** Start of Given data **
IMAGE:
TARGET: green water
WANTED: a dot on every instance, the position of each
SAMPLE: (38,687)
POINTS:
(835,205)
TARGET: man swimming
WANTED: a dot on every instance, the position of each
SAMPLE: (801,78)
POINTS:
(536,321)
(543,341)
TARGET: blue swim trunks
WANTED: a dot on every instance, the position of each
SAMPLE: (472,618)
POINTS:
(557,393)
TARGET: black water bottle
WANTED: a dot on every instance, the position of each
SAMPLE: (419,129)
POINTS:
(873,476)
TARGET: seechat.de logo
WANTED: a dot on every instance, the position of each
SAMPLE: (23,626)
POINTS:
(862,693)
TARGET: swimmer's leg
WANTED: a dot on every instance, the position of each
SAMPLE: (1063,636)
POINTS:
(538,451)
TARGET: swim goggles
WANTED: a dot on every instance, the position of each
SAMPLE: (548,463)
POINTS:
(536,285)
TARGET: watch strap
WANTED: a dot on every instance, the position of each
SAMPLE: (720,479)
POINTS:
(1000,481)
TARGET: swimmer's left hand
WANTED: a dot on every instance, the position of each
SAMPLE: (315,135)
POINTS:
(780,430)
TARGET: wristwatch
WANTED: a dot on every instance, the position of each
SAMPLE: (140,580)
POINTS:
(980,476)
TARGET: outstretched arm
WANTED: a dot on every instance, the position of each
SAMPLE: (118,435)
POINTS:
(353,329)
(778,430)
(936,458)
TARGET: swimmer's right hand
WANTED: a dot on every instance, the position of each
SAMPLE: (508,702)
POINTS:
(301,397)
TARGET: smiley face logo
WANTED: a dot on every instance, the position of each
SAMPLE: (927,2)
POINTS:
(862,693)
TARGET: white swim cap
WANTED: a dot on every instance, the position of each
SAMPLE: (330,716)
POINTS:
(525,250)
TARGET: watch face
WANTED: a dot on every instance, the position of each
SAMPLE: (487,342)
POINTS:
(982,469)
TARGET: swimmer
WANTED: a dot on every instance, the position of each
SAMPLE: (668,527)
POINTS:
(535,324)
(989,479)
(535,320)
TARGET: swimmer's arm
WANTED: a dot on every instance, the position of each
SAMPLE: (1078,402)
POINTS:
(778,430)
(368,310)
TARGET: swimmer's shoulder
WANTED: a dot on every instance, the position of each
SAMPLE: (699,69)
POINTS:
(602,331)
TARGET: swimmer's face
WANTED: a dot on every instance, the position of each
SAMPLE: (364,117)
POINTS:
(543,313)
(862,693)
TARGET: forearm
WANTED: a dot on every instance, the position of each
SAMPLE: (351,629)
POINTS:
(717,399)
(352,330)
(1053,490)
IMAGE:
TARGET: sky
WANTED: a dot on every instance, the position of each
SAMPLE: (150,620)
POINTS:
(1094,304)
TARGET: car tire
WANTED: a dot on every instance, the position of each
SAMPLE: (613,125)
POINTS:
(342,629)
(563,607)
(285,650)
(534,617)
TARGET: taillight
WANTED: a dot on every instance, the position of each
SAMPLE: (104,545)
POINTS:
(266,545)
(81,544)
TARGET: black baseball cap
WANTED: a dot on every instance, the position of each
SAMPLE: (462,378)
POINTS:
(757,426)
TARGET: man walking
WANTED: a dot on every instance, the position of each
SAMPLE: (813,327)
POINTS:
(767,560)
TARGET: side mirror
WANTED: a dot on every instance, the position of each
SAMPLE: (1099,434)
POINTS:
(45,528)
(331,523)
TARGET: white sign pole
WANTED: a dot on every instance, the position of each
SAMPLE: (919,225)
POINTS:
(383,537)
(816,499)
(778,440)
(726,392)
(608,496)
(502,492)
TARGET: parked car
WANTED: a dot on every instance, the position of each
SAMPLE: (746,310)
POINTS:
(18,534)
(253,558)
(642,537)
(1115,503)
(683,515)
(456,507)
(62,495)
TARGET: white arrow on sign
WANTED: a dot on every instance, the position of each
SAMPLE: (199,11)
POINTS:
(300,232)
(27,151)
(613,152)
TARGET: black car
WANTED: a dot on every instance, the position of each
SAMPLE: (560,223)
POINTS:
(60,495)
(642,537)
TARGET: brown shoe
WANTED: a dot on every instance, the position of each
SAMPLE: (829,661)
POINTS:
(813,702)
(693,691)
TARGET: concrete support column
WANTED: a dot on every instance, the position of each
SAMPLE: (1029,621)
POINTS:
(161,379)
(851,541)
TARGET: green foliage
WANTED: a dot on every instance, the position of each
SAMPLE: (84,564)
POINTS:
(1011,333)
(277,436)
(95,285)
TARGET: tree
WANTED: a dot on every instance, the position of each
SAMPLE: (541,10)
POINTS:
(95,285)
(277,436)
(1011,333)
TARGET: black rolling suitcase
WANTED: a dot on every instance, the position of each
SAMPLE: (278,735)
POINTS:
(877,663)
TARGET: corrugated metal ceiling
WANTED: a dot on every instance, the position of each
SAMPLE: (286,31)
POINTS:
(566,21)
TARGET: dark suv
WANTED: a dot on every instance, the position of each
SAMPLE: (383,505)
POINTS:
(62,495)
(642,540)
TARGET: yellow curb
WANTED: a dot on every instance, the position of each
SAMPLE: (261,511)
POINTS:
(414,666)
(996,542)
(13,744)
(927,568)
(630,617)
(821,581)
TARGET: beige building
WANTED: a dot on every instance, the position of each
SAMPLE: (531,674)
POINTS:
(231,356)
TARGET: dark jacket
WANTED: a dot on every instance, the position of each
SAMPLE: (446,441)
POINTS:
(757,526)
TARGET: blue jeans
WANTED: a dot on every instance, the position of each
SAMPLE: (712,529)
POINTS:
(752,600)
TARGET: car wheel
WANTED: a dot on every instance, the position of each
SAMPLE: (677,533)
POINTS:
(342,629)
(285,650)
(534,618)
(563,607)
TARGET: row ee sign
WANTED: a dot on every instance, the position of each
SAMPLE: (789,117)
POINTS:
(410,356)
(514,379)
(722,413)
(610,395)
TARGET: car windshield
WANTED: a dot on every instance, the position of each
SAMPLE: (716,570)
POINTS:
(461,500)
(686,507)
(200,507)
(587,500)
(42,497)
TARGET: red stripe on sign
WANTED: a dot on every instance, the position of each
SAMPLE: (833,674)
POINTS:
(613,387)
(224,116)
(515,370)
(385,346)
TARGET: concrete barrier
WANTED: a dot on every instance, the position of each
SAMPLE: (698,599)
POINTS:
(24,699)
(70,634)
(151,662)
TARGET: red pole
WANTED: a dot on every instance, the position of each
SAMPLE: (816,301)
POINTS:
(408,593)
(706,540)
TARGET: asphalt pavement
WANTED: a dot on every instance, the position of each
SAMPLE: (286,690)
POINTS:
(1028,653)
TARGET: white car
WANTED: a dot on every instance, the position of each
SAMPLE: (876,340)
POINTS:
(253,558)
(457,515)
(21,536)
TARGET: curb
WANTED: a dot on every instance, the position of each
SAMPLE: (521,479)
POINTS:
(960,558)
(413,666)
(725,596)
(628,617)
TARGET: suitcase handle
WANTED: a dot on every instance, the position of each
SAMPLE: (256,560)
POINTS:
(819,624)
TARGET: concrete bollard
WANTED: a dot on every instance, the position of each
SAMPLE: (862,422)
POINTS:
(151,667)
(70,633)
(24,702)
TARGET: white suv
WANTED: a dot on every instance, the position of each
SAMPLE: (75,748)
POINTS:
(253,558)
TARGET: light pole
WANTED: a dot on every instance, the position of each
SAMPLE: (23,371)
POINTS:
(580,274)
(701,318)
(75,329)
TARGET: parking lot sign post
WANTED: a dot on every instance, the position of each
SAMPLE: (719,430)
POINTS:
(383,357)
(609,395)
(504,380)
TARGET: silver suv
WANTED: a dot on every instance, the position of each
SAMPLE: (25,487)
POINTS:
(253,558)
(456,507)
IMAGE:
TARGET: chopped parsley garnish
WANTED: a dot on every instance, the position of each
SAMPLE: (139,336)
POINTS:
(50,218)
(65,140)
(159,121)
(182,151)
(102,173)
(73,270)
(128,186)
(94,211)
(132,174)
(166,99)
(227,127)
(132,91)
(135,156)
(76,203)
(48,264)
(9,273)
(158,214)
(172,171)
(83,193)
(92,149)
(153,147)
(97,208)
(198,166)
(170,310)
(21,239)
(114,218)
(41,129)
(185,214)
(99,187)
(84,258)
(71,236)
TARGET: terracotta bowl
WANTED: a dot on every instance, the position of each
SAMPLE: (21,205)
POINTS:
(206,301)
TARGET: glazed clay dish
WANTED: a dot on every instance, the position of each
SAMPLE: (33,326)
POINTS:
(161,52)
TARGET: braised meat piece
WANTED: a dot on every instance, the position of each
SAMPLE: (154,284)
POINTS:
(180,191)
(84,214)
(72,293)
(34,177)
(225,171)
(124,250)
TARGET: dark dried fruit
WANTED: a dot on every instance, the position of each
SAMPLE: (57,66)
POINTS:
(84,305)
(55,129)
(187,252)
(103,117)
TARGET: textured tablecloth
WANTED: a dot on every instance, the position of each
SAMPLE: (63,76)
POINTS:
** End of Given data **
Everything from the line that contains "TARGET: asphalt pavement" through the end of the records must be duplicated exactly, and nothing outside that range.

• [Response to this task]
TARGET: asphalt pavement
WANTED: a dot on every instance, the position of each
SAMPLE: (286,690)
POINTS:
(1028,653)
TARGET: white car
WANTED: a dot on every instance, the position of each
SAMPLE: (876,340)
POINTS:
(253,558)
(457,515)
(21,536)
TARGET: curb
WANTED: a dot on every instance, the position of each
SAMPLE: (521,479)
POINTS:
(960,558)
(413,666)
(725,596)
(628,617)
TARGET: suitcase handle
WANTED: a dot on every instance, the position of each
SAMPLE: (256,560)
POINTS:
(819,624)
TARGET: concrete bollard
WANTED: a dot on every instance, the position of each
SAMPLE: (862,422)
POINTS:
(151,667)
(70,633)
(24,702)
TARGET: white suv
WANTED: a dot on every instance, the position of each
SAMPLE: (75,748)
POINTS:
(253,558)
TARGET: light pole
WANTED: a dot on every instance, the position of each
SAMPLE: (23,371)
POINTS:
(580,274)
(701,318)
(75,329)
TARGET: parking lot sign post
WANTED: a dot on every instance, the position of each
SAMPLE: (719,430)
POINTS:
(383,357)
(609,395)
(504,380)
TARGET: silver suv
WANTED: a dot on every instance, the position of each
SAMPLE: (25,487)
POINTS:
(253,558)
(456,507)
IMAGE:
TARGET: chopped parsley garnish
WANTED: a dot on every instance, the position of each
SAMPLE: (139,336)
POINTS:
(50,218)
(65,140)
(159,121)
(182,151)
(102,173)
(73,270)
(128,186)
(94,211)
(132,174)
(166,99)
(227,127)
(132,91)
(135,156)
(76,203)
(48,264)
(9,273)
(158,214)
(172,171)
(83,193)
(92,149)
(153,147)
(97,208)
(198,166)
(170,310)
(21,239)
(114,218)
(41,129)
(185,214)
(99,187)
(84,258)
(71,236)
TARGET: terracotta bowl
WANTED: a dot on every instance, the position of each
SAMPLE: (21,205)
POINTS:
(206,301)
TARGET: glazed clay dish
WANTED: a dot on every instance, the position of each
SAMPLE: (33,326)
POINTS:
(161,52)
TARGET: braised meat piece
WANTED: a dot on every instance, the position of each
SAMPLE: (154,284)
POINTS:
(180,191)
(84,214)
(72,293)
(34,177)
(225,171)
(124,250)
TARGET: dark dried fruit
WANTED: a dot on every instance, the position of each
SAMPLE: (57,66)
POINTS:
(84,305)
(55,129)
(187,252)
(103,117)
TARGET: textured tablecloth
WANTED: a dot on every instance, the position of each
SAMPLE: (63,76)
POINTS:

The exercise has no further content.